Before we do that, let’s explore a few examples of where creative gets… lazy.
Norda—a Canadian outdoor brand— has been known to showcase imperfections and blemishes in its products, especially on paid ads.
And here we have Flux Footwear pull off a royal rip of what looks like a similar silhouette (among the other obvious elements like the plain backdrop, same logo placement, and a scuffed sole).
Or, how about the ALD-ification of models on warmed, plain backdrops.
A few thoughts.
I get why brands end up with dupes like this in their campaigns. Maybe it’s the founder or creative director telling their marketing team they “want it to look like this.”
Or maybe it’s that the internet has become horribly circular to the point that we’re all constantly being informed by and pulling from the same references without digesting having the education needed to carve one’s own path.
HAVING SAID THAT, this is why it’s as important as ever to trust photographers and creatives at large with your campaigns and shoots because ultimately, they hold the keys to driving differentiation in a sea of sameness.
Anyway, enough of the ranting.
Let’s explore ways you can drive differentiation in your photoshoots and campaigns, whether it lives on your website, through email, on social, or in print.
Six ways to upgrade your brand’s photography
1. Setting
First, consider the backdrop, scene, placement, location, or setting you’re in. Are you in a café, a house, on a hike, in a kitchen, in a library, etc?
Setting is the foundation.
So use it to drive the narrative, and from there, you can build on the action or movement that’s happening next. Here are some setting examples.
18east’s camping collection, staged on a building in NYC
Recent Chess Players campaign by Story MFG
On horseback with For Love and Lemons
2. Action and movement
Whether or not you use a recognizable setting, it’s important to show what action is happening the shot. I promise you there are a million ways to photograph a model outside of them standing in front of a white backdrop. No need to overthink it.
Is the model walking, folding laundry, eating, playing music, jumping?
Studio shots by Husbands Paris
Gucci’s Off The Grid gardening campaign
3. Details
If you want to convey range within a product, a good idea is to focus on functional details, beyond what the fabric looks like.
Range of fit. Zippers. Technical details on accessories. All of this will add dimension to your photos.

## Required actions
1: Repeat word for word the stretch of the brand photography piece from "And here we" through "sea of sameness.".
2: Pick up the piece on brand photography where it stops and keep writing it.

Records from a dataset
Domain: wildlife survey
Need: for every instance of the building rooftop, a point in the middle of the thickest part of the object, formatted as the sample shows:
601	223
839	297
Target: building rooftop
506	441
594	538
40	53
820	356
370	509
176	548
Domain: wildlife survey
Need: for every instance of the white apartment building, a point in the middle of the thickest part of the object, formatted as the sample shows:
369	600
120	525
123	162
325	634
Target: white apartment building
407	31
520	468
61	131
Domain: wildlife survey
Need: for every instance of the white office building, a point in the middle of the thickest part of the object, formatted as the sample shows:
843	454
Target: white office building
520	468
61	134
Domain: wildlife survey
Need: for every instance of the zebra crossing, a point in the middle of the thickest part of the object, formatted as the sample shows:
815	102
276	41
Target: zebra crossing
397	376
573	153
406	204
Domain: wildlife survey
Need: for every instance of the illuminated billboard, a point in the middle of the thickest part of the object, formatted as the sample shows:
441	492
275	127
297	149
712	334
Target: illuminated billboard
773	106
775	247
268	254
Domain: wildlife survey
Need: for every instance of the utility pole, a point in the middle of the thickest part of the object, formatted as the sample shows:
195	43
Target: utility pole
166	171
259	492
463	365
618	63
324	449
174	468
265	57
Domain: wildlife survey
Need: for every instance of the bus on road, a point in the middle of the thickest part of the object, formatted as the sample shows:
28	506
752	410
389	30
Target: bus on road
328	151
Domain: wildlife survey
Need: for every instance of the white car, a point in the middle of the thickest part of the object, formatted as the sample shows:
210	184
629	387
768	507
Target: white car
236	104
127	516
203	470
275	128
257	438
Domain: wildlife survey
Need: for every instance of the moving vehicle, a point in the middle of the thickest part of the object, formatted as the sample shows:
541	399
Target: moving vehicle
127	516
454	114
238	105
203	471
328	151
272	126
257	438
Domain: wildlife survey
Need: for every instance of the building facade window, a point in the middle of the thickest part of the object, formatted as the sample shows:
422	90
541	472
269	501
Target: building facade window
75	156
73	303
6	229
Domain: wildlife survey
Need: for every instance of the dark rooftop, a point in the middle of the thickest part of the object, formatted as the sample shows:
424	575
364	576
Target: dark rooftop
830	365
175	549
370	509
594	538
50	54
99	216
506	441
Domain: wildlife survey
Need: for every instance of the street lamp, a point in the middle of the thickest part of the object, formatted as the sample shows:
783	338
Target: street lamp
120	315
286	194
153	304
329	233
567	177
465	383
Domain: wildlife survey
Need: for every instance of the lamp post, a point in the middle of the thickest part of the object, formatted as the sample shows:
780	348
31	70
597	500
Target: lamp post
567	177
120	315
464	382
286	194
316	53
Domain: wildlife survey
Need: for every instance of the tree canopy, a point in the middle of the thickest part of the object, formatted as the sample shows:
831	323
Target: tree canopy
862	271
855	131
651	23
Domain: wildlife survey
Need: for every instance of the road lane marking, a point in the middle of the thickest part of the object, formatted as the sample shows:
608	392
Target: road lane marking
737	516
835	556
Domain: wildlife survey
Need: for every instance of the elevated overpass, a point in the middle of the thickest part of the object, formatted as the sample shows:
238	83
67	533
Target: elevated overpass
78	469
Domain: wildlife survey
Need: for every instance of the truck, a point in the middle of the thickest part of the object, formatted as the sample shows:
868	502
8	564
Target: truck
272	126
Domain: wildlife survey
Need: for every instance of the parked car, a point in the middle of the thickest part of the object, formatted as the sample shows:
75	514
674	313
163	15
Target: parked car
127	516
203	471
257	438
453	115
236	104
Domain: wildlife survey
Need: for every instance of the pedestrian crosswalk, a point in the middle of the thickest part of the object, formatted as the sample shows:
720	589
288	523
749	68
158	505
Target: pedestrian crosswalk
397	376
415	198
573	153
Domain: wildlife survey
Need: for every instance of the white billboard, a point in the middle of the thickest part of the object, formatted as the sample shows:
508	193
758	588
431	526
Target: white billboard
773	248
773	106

## Task answers
1:
And here we have Flux Footwear pull off a royal rip of what looks like a similar silhouette (among the other obvious elements like the plain backdrop, same logo placement, and a scuffed sole).
Or, how about the ALD-ification of models on warmed, plain backdrops.
A few thoughts.
I get why brands end up with dupes like this in their campaigns. Maybe it’s the founder or creative director telling their marketing team they “want it to look like this.”
Or maybe it’s that the internet has become horribly circular to the point that we’re all constantly being informed by and pulling from the same references without digesting having the education needed to carve one’s own path.
HAVING SAID THAT, this is why it’s as important as ever to trust photographers and creatives at large with your campaigns and shoots because ultimately, they hold the keys to driving differentiation in a sea of sameness.

2:
Product lookbook by Adsum
Product lookbook by Adsum
4. Angles
Then there’s the angles you use, whether shooting from a perspective, using a particular lens, or just establishing a particular effect.
Hard to go wrong with a great overhead shot — this one from Eton x Fred Segal.
This from San San Gear is an excellent example of how to get creative in a studio space.
Photo by Lucas Monteiro
5. Edit
There’s the photos themselves, can you add subtle, or wild edits or touchups post-shoot that help you content stand out on feed?
Here’s an extreme example from Shushu Tong.
Or an impactful studio effect from Daily Paper.
Portrait by Rosanna Jones
6. Lighting
Lighting is always worth the consult with your photographer - do you want it natural, flash, an interesting effect… References that stand out in their unique ways below:
Unique light placement from Shushu Tong.
Or the way Libero uses natural mood lighting.
Banding Running campaign
Wrapping up
It doesn’t take much to think outside the box with photography. The goal, ultimately, is to have creative references that you can draw upon to build on and execute your own vision, not to blatantly or lazily rip others off.
Use any one of these six options for elevating photography. Sometimes all you need is a tweak.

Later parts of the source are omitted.